Aim of the task = Gather every line in the records below that contains the string "railing" and copy each one out. Match case when you search.

Dataset entries =
::::::::::
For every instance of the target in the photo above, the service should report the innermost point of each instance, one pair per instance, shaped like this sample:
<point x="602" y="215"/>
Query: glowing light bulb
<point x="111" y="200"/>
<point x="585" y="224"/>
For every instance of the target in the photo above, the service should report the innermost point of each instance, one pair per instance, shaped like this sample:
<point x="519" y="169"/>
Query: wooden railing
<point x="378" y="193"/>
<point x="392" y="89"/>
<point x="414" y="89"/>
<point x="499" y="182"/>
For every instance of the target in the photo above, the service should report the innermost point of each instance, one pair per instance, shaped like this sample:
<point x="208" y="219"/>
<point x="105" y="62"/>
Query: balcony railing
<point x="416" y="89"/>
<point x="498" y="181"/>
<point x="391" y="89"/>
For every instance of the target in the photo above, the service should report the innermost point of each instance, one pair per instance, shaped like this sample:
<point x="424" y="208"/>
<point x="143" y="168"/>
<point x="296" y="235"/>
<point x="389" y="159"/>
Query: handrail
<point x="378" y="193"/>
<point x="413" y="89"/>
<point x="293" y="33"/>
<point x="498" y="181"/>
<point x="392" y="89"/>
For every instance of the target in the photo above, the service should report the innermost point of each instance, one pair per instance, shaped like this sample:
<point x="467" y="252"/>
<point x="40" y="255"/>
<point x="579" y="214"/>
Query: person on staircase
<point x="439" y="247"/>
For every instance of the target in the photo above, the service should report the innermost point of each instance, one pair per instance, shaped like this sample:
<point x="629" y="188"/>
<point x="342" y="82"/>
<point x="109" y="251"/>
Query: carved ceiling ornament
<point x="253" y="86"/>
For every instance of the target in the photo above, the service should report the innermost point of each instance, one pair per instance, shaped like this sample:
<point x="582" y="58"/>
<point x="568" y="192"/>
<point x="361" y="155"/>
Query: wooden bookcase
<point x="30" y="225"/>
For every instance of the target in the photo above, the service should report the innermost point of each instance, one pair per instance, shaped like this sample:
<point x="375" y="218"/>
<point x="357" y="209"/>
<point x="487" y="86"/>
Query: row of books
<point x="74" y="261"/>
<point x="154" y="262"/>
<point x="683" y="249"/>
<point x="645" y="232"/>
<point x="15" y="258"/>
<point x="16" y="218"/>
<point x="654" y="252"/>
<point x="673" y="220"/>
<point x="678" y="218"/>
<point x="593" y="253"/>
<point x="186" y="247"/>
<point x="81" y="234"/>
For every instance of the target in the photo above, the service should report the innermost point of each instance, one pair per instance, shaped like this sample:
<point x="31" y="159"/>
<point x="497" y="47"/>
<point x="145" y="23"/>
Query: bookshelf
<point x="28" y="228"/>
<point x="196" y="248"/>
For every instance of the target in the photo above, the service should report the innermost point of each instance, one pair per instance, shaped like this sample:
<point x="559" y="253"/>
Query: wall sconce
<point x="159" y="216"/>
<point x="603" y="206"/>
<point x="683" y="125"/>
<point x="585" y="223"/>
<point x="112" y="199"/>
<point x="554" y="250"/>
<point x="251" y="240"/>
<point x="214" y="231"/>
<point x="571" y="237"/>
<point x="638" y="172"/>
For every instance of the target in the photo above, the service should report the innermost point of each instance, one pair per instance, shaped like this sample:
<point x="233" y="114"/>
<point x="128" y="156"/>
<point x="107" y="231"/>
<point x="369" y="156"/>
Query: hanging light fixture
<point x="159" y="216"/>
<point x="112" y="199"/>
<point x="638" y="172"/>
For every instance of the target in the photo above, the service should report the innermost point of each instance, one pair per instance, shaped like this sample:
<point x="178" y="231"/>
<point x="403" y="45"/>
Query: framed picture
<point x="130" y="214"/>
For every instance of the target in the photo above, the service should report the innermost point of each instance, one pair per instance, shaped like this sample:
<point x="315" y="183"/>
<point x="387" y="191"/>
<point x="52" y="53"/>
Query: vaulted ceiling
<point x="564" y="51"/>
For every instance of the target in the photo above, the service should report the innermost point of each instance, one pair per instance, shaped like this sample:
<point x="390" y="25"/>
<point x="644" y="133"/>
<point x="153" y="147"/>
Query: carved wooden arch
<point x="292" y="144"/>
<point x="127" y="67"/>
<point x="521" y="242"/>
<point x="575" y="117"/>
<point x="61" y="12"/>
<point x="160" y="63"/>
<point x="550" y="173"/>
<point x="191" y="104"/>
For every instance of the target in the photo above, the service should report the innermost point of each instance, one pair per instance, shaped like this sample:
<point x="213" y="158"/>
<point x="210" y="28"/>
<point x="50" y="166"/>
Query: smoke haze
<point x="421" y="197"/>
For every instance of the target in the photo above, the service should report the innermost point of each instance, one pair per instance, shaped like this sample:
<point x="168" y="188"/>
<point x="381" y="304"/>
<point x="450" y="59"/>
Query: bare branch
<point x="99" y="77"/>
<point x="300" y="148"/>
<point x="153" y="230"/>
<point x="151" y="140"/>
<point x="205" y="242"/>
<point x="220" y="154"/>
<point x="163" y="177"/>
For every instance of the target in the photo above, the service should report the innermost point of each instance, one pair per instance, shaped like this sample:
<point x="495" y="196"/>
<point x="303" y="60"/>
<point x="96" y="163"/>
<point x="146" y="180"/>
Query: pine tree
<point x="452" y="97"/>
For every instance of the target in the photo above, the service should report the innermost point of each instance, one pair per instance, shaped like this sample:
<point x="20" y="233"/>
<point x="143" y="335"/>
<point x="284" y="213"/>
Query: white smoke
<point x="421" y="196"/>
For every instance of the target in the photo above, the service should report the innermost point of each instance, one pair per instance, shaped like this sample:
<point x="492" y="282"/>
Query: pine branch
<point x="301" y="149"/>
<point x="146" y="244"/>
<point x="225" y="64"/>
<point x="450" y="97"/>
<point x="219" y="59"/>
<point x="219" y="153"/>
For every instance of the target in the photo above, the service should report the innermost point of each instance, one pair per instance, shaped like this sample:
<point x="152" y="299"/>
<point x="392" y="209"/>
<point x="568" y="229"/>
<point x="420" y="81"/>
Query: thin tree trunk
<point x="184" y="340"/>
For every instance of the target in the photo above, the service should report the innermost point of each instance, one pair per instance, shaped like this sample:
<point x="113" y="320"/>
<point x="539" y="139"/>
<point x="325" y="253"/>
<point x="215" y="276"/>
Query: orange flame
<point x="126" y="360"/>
::::::::::
Solution to this problem =
Query: wooden railing
Query: balcony railing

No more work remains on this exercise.